Dataset records:
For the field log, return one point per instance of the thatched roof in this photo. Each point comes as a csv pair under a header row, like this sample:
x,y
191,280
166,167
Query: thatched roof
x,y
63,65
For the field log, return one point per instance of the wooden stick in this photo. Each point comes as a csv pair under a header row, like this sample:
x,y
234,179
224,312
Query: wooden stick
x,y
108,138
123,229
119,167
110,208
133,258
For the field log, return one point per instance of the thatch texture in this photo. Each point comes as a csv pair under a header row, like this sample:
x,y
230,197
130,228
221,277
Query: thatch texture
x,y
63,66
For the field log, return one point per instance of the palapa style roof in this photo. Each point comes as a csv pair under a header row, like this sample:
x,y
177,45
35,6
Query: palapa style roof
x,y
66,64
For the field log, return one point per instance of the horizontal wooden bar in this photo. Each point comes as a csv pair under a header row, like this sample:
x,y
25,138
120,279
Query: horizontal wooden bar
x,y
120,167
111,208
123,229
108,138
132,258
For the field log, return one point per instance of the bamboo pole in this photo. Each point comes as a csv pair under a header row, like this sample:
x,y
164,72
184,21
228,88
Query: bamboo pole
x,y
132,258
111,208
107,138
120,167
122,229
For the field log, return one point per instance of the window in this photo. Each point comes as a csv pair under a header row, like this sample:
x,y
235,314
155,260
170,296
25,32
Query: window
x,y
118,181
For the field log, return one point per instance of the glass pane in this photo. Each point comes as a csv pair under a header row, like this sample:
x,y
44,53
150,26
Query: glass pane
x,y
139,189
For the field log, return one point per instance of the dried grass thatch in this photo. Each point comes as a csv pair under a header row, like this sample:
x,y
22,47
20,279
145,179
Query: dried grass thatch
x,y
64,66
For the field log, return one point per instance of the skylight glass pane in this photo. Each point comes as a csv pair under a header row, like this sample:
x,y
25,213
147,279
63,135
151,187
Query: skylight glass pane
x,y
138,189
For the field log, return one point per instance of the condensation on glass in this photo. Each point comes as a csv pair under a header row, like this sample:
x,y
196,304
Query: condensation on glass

_EXERCISE REQUIREMENTS_
Copy every one of the records above line for line, with nothing changed.

_CORRECT ANSWER_
For the field log, return one point per instance of the thatched roof in this photo. Each point comes as a csv pair under a header row, like this sample:
x,y
191,280
166,167
Query: thatched roof
x,y
63,65
For the field log, return one point per instance of the wooden stick in this photo. Each point comes as a csv pair under a header row, like this sample:
x,y
234,179
224,312
Query: wooden stick
x,y
108,138
123,229
119,167
110,208
133,258
For the field log, return one point per instance of the thatch texture in this photo. Each point comes as a csv pair under a header row, like this sample:
x,y
230,197
130,228
221,277
Query: thatch texture
x,y
63,66
For the field log, return one point per instance of the palapa style roof in this photo. Each point comes as a csv pair under a header row, like this sample:
x,y
177,45
35,6
Query: palapa style roof
x,y
66,64
For the field log, return one point per instance of the horizontal wooden bar in this photo. Each point comes as a csv pair under a header row, like this sample:
x,y
25,138
120,279
Query: horizontal wooden bar
x,y
120,167
111,208
123,229
108,138
132,258
For the field log, return one point per instance of the bamboo pole in this photo. Each point comes as a csv pair under a header row, like this sample:
x,y
164,72
184,21
228,88
Query: bamboo pole
x,y
132,258
111,208
107,138
120,167
122,229
For the field log, return one point per instance of the window in this photo. Each point comes as a csv pair under a header row, like this sample:
x,y
235,314
155,260
170,296
25,32
Query: window
x,y
118,181
For the field log, return one point per instance of the glass pane in this photo. Each point comes as a csv pair under a header row, like this sample:
x,y
44,53
150,26
Query: glass pane
x,y
139,189
For the field log, return one point per instance of the dried grass thatch in this photo. Each point comes as a csv pair under a header row, like this sample:
x,y
22,47
20,279
145,179
Query: dried grass thatch
x,y
64,66
For the field log, return one point per instance of the skylight glass pane in this photo. Each point comes as a csv pair under a header row, like this sample:
x,y
25,213
147,279
63,135
151,187
Query: skylight glass pane
x,y
138,189
For the field log, return one point per instance of the condensation on glass in this photo. Each point comes as a csv pair under a header row, like this sample:
x,y
196,304
Query: condensation on glass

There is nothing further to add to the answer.